[DIRECTIONS] Write out the material below word for word, leaving the pictures out.
◇ ◇ ◇ ◇ ◇ ◇ ◇
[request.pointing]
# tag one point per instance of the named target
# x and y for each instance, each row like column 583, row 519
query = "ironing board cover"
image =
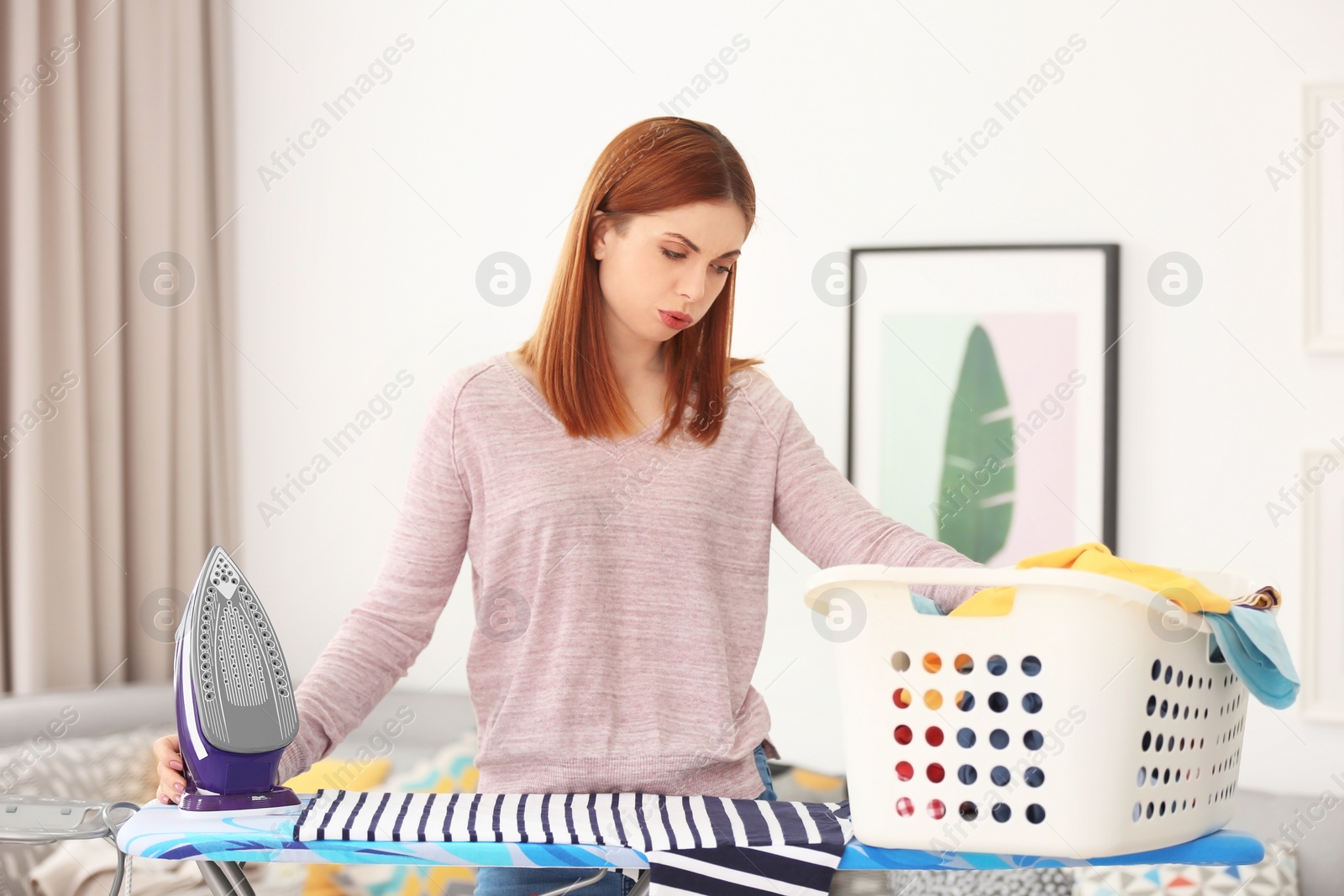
column 163, row 831
column 692, row 844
◇ ◇ ◇ ◇ ◇ ◇ ◇
[SOLUTION TO THE PROBLEM]
[request.pointing]
# tag one point per instance of the named target
# x and y for each instance, each row like column 583, row 519
query = "ironing board cover"
image =
column 163, row 831
column 692, row 844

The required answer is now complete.